> DIRECTION
Show each line of the data below that contains the string "segment". Case counts.

> MATERIAL PROVIDED
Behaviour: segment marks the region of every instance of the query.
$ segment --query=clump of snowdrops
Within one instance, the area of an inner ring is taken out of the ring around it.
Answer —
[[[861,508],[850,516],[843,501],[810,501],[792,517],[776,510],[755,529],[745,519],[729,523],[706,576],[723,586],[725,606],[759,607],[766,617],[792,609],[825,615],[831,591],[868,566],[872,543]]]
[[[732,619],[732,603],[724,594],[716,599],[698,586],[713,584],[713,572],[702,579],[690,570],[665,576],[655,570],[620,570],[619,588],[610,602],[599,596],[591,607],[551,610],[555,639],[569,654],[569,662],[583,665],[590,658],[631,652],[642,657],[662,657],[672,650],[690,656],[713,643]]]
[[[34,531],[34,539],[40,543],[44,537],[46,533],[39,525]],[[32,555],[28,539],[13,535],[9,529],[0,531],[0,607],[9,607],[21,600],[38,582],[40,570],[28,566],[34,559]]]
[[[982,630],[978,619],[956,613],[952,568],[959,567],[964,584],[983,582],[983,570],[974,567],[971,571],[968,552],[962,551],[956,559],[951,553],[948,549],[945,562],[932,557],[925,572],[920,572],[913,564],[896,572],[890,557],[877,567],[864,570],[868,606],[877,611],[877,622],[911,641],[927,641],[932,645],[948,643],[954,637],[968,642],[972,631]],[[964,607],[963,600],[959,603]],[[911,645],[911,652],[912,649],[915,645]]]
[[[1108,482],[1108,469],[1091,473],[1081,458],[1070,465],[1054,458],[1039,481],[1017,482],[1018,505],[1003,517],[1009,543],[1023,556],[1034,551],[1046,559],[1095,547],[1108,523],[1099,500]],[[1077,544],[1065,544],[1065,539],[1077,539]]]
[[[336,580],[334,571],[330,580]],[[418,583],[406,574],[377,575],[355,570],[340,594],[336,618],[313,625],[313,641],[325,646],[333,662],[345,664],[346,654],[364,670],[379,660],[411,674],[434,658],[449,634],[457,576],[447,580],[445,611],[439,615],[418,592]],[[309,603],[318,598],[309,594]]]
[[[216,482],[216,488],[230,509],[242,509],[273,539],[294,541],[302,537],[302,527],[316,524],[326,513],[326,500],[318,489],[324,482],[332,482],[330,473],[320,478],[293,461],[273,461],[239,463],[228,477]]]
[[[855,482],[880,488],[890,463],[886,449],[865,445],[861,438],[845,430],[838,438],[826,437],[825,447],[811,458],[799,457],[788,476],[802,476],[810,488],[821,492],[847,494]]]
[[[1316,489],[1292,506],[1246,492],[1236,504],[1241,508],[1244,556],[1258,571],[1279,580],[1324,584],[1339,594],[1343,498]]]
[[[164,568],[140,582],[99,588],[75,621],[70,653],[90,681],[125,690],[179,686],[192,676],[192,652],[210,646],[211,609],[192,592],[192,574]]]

> WRITTEN SOLUTION
Behaviour: segment marks the region of every instance of the query.
$ segment --query=clump of snowdrops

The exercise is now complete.